§ REQUIREMENTS:
Rewrite the material below, putting "Examine the supplied photo" wherever "Scan the provided image" appears and keeping everything else the same. Omit the pictures from your answer.

- - - - -

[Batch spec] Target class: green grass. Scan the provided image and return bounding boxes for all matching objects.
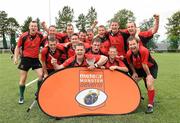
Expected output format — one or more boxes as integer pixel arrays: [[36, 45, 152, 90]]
[[0, 53, 180, 123]]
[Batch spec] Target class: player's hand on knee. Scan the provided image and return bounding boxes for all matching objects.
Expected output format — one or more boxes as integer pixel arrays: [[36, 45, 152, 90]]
[[146, 74, 154, 82], [14, 58, 18, 65]]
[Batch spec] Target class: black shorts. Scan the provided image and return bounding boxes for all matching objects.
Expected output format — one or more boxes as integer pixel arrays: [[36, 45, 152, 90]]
[[18, 57, 42, 71], [136, 62, 158, 79]]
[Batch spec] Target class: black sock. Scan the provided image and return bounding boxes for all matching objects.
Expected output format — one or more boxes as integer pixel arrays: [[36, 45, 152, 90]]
[[37, 80, 42, 90], [19, 85, 26, 98]]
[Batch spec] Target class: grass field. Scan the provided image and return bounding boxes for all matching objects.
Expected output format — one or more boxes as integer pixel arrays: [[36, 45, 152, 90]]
[[0, 53, 180, 123]]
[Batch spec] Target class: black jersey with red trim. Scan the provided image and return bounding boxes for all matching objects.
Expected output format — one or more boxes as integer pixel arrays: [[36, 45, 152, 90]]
[[104, 58, 126, 68], [108, 31, 127, 56], [41, 46, 66, 69], [56, 32, 70, 43], [63, 54, 101, 67], [126, 46, 155, 69], [97, 35, 111, 55], [17, 32, 43, 58]]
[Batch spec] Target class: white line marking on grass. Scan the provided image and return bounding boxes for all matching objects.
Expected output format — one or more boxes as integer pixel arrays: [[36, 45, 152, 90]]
[[26, 78, 38, 87]]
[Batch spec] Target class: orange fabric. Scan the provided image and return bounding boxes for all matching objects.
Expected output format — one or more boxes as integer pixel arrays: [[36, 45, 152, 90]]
[[38, 67, 141, 117]]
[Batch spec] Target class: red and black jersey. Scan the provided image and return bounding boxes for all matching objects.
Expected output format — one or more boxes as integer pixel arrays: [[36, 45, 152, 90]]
[[104, 58, 126, 68], [66, 43, 91, 58], [63, 54, 101, 67], [97, 35, 111, 55], [85, 38, 92, 45], [139, 30, 153, 47], [126, 46, 155, 69], [66, 45, 75, 58], [56, 33, 70, 43], [108, 31, 126, 56], [86, 47, 104, 55], [120, 29, 153, 51], [41, 46, 66, 69], [17, 32, 43, 58]]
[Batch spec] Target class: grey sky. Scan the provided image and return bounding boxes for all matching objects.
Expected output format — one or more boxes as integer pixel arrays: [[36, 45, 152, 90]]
[[0, 0, 180, 40]]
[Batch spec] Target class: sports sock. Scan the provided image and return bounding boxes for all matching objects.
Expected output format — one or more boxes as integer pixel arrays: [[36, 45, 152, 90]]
[[148, 90, 155, 105], [19, 85, 26, 97], [37, 80, 42, 90]]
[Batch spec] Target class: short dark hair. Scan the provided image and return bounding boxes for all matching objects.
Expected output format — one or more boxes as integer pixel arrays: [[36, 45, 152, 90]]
[[66, 23, 74, 29], [47, 34, 57, 42], [70, 33, 79, 38], [86, 28, 93, 32], [98, 25, 106, 29], [127, 36, 139, 43], [49, 25, 56, 28], [91, 37, 101, 44], [109, 46, 117, 50], [75, 43, 85, 49], [127, 21, 136, 27]]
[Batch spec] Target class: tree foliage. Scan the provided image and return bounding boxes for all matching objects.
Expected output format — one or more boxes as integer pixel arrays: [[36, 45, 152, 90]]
[[166, 11, 180, 49], [140, 18, 160, 49], [75, 13, 87, 31], [86, 6, 97, 28], [21, 16, 32, 32], [7, 17, 19, 47], [0, 11, 19, 49], [55, 6, 74, 31], [108, 9, 135, 29]]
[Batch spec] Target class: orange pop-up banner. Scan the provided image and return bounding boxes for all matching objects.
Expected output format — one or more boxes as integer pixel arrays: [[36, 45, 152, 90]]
[[38, 67, 141, 118]]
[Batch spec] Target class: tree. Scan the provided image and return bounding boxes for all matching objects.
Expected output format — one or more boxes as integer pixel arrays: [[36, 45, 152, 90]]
[[7, 17, 19, 47], [21, 16, 32, 32], [108, 9, 135, 29], [166, 11, 180, 49], [140, 18, 160, 49], [86, 7, 97, 28], [55, 6, 74, 31], [0, 11, 8, 49], [75, 13, 87, 31]]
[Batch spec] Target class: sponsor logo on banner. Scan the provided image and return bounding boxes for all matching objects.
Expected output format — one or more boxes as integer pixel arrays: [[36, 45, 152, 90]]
[[76, 70, 107, 110]]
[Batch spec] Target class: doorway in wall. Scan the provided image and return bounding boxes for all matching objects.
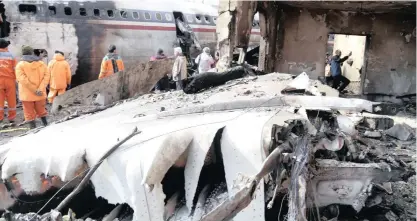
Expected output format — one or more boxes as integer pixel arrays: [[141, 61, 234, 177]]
[[325, 34, 367, 95]]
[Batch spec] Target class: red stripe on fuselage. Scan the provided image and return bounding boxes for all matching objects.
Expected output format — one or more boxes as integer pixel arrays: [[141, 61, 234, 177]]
[[102, 24, 259, 34]]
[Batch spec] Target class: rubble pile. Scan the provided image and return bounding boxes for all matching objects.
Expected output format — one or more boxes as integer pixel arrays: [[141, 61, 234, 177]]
[[0, 67, 416, 221], [197, 110, 416, 220]]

- - - - -

§ FINAL ANSWER:
[Batch spec] Target class: green grass. Examine the supplied photo and return bounding boxes for all matching objects.
Expected output format — one or more boxes as integer pixel arrays: [[36, 45, 152, 90]]
[[0, 53, 180, 123]]
[Batch spec] Target class: player's hand on knee. Examine the supplied photo and return bounding boxes for all matching objects.
Expected output format — one or more boxes as integer pixel arrays: [[36, 45, 152, 90]]
[[146, 74, 154, 82], [14, 58, 18, 65]]
[Batch spec] Target class: black shorts. Examine the supplied photo and return bounding boxes for all matching objects.
Expected output format — one or more boxes as integer pixel arrays: [[36, 45, 152, 90]]
[[18, 57, 42, 71], [136, 62, 158, 79]]
[Batch spec] Target class: black sock. Examine the supplied photo and return bounding boxes for all matching objects.
Expected output format — one or more boxes as integer pixel arrays: [[36, 45, 152, 90]]
[[37, 80, 42, 90], [19, 85, 26, 98]]
[Batch spec] Target class: grass field. Examine the supplied photo and return bounding boxes for all matching objects.
Expected output format — one or more boxes as integer pixel arrays: [[36, 45, 152, 90]]
[[0, 53, 180, 123]]
[Batch spec] Target class: black jersey with red trim. Examine the supplied photo and return bounding boxes for all matching objects.
Expected output format — one or more boxes as integer pixel arrays: [[36, 45, 152, 90]]
[[104, 58, 126, 68], [108, 31, 127, 56], [41, 46, 66, 69], [56, 32, 70, 43], [63, 54, 101, 67], [126, 46, 155, 69], [97, 35, 111, 55], [17, 32, 43, 58]]
[Batch spec] Target class: white line marking on grass. Examine the supplied photo and return bounding boxes for all matching objects.
Expected output format — one or more boxes as integer pixel arrays: [[36, 45, 152, 90]]
[[26, 78, 38, 87]]
[Batch spec] Target class: orange fabric. Examine the supplied photo and return bounding boxes for all matching objects.
Expected output format — one or more boxes as integer pixel arrays: [[36, 45, 152, 90]]
[[38, 67, 141, 117]]
[Batch spec] Target class: red and black jersey. Examine the supplied photo and return bounding boxes for all matching objects.
Expected output format — one or more boxes as integer pixel arrays: [[36, 45, 152, 90]]
[[104, 58, 126, 68], [66, 43, 91, 58], [63, 54, 101, 67], [97, 35, 111, 55], [85, 38, 92, 45], [139, 30, 153, 47], [126, 46, 155, 69], [66, 45, 75, 58], [56, 33, 70, 43], [108, 31, 126, 56], [86, 47, 104, 55], [120, 29, 153, 51], [41, 46, 66, 69], [17, 32, 43, 58]]
[Batch spec] Target class: grey sky. Examine the supplied photo and return bounding boxes for all matching objects.
Expected output format — one or more boxes as integer pixel arrays: [[36, 45, 152, 90]]
[[0, 0, 180, 40]]
[Batch spec] Target class: sports sock. Examine the supplied photo and return bounding boxes for all matching objects.
Expected output format — one or more boxes as integer pixel arrays: [[36, 45, 152, 90]]
[[148, 90, 155, 105], [19, 85, 26, 97], [37, 80, 42, 90]]
[Batch spec] Target class: short dark hair. Examine the supplied photo and return bounding boxes for all matching objects.
Expected output format — one or more boxes as integer pixel arrays: [[36, 45, 152, 90]]
[[66, 23, 74, 29], [47, 34, 57, 42], [70, 33, 79, 38], [86, 28, 93, 32], [98, 25, 106, 29], [127, 36, 139, 43], [49, 25, 56, 28], [91, 37, 101, 44], [109, 46, 117, 50], [75, 43, 85, 49], [127, 21, 136, 27]]
[Batch spec] Target class: tree foliage. Examine the supplied photo and return bounding boxes for all matching objects.
Expected output format — one or more boxes as integer pixel arrays: [[36, 45, 152, 90]]
[[166, 11, 180, 49], [140, 18, 160, 49], [75, 13, 87, 31], [86, 6, 97, 28], [21, 16, 32, 32], [7, 17, 19, 47], [0, 11, 19, 49], [55, 6, 74, 31], [108, 9, 135, 29]]
[Batch spec] Target class: orange pop-up banner. Examine the supplied photo and return bounding boxes for all matching objects.
Expected output format — one or more boxes as integer pixel arrays: [[36, 45, 152, 90]]
[[38, 67, 141, 118]]
[Batch spec] Target class: tree. Examine the supplied photo and return bounding boxes for all matching objects.
Expected output format — one or more boxes as integer pixel arrays: [[36, 45, 152, 90]]
[[7, 17, 19, 47], [21, 16, 32, 32], [108, 9, 135, 29], [166, 11, 180, 49], [140, 18, 160, 49], [86, 7, 97, 28], [55, 6, 74, 31], [0, 11, 8, 49], [75, 13, 87, 31]]
[Batch spec] Target class: sponsor logo on banner. Examine the supplied photo and return bounding boxes for all matching objects.
Expected output format — one or more boxes as integer pixel arrays: [[36, 45, 152, 90]]
[[76, 70, 107, 110]]
[Batch spec] Target class: doorway in wall. Examine the supplied photo and return bounding boxes for all matching objects.
Expected output format — one or more boxes as integer pixel arrays: [[141, 61, 234, 177]]
[[325, 34, 367, 95]]
[Batch spec] Target class: red stripe on fuselage. Examine the supplied photo and return bounding boxes for all matching objects.
Expected output format — one or more boxes as integer pixel arrays: [[141, 61, 234, 177]]
[[102, 24, 259, 34]]
[Batch spec] Target class: rubble pile. Examine the supplied photo and return bounding boxes for all matching objects.
Expected output format — one or more boxes as integer pixel arrays: [[141, 61, 234, 177]]
[[0, 67, 416, 221], [197, 110, 416, 220]]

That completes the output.